Welke naam had dictator Josip Broz volgens de tekst over Joegoslavië als bijnaam?

Uitgehaalde tekst:
▶
Avontuur
Joegoslavië heeft in de ogen van buitenlandse toeristen iets eigenzinnigs. Het is een communistische dictatuur, maar het land sluit zich niet aan bij het Warschaupact van de Sovjet-Unie. De Joegoslaven varen hun eigen koers.
Het land is bovendien een onwaarschijnlijke eenheid, want het bestaat uit zes zeer verschillende republieken: Slovenië, Bosnië en Herzegovina, Kroatië, Servië, Macedonië en Montenegro. De sterke nationalistische gevoelens van de verschillende bevolkingsgroepen drukt de dictator Josip Broz, beter bekend als Tito, de kop in met geweld, intimidatie en onderdrukking.
“Laten we elkaar niet uitmoorden, we moeten juist samen sterk staan” - Tito
Deze eigenzinnigheid en onwaarschijnlijke eenheid maakt van Joegoslavië een raadselachtig, maar avontuurlijk land. Vanaf de jaren zestig ontdekken zowel de buitenlandse toeristen als de Joegoslavische overheid de potentie van het land als vakantiebestemming.
◀
Verzameld materiaal:
▶
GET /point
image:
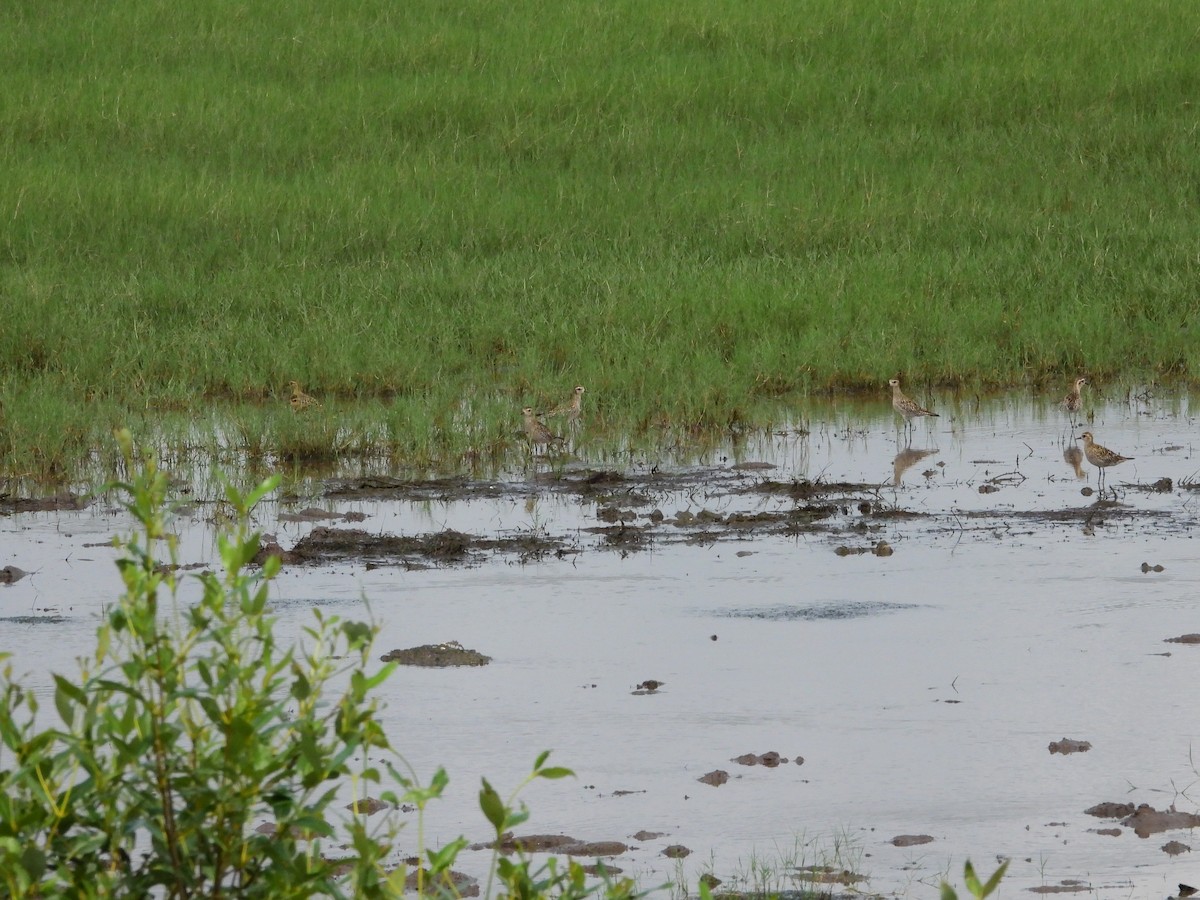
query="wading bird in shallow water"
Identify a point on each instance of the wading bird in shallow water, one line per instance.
(538, 433)
(909, 408)
(300, 400)
(573, 408)
(1101, 456)
(1073, 402)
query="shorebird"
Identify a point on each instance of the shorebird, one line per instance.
(909, 408)
(538, 433)
(1073, 456)
(1101, 456)
(573, 408)
(1072, 402)
(300, 401)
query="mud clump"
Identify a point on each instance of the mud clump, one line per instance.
(1146, 820)
(71, 502)
(1069, 886)
(880, 549)
(769, 759)
(828, 875)
(911, 840)
(268, 546)
(11, 575)
(451, 882)
(441, 655)
(448, 547)
(553, 843)
(1110, 810)
(311, 514)
(367, 805)
(1068, 745)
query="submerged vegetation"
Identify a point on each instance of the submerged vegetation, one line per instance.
(695, 211)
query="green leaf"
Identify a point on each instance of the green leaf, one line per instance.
(556, 772)
(994, 881)
(972, 880)
(66, 696)
(492, 807)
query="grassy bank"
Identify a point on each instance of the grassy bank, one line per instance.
(690, 209)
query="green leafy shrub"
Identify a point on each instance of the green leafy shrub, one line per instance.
(191, 725)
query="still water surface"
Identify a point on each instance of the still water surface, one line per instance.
(922, 688)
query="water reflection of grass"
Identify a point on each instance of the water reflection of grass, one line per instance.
(691, 215)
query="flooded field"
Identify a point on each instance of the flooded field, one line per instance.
(947, 635)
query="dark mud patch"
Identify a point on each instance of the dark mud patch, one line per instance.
(805, 490)
(911, 840)
(445, 883)
(771, 760)
(828, 875)
(846, 610)
(51, 619)
(11, 575)
(1110, 810)
(437, 655)
(311, 514)
(1069, 886)
(448, 547)
(1067, 745)
(1146, 820)
(553, 844)
(382, 487)
(651, 685)
(70, 502)
(367, 805)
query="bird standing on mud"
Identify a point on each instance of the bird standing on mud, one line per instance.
(909, 408)
(538, 433)
(301, 401)
(1101, 456)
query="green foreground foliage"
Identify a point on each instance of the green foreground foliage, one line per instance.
(190, 726)
(690, 209)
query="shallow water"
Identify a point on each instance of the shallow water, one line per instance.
(921, 688)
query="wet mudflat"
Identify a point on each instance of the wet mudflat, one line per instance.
(918, 621)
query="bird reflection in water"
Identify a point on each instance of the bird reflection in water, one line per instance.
(905, 460)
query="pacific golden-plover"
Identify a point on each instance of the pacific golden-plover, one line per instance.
(573, 408)
(538, 433)
(909, 408)
(300, 400)
(1101, 456)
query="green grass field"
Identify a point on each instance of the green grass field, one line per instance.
(694, 209)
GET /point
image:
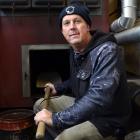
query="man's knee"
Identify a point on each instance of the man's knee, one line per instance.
(84, 131)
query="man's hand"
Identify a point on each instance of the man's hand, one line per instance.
(51, 86)
(45, 116)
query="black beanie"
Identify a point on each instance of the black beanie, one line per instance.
(77, 8)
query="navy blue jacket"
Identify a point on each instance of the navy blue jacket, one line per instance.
(98, 82)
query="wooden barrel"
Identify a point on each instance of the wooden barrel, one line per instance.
(17, 124)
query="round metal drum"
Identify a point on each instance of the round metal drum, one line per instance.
(17, 124)
(16, 119)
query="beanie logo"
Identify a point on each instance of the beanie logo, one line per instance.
(70, 10)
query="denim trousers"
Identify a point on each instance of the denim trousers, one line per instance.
(83, 131)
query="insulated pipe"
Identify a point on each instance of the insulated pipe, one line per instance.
(128, 36)
(128, 16)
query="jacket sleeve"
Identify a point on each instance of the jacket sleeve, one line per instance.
(99, 96)
(63, 88)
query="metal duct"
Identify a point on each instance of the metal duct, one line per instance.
(128, 36)
(128, 16)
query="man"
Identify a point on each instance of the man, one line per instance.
(101, 106)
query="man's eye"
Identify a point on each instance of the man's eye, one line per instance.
(66, 23)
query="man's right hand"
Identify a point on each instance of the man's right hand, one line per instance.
(51, 86)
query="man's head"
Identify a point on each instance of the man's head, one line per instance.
(75, 25)
(75, 8)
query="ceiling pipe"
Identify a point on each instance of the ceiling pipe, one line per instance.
(128, 36)
(128, 16)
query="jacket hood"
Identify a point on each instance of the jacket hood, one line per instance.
(98, 38)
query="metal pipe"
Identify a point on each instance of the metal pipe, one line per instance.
(128, 16)
(128, 36)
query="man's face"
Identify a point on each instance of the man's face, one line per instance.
(74, 29)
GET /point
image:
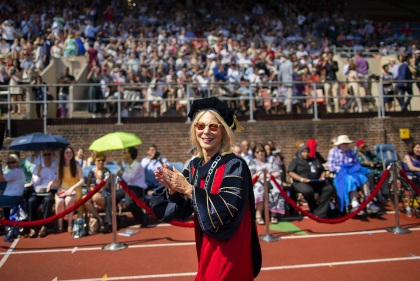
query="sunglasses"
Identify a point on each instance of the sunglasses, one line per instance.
(213, 127)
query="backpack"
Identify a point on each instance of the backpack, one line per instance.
(79, 228)
(12, 232)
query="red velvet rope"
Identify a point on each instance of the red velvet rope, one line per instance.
(38, 223)
(332, 221)
(412, 184)
(142, 205)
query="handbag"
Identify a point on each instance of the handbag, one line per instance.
(93, 226)
(79, 228)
◀
Uitkomst oefening: Tito.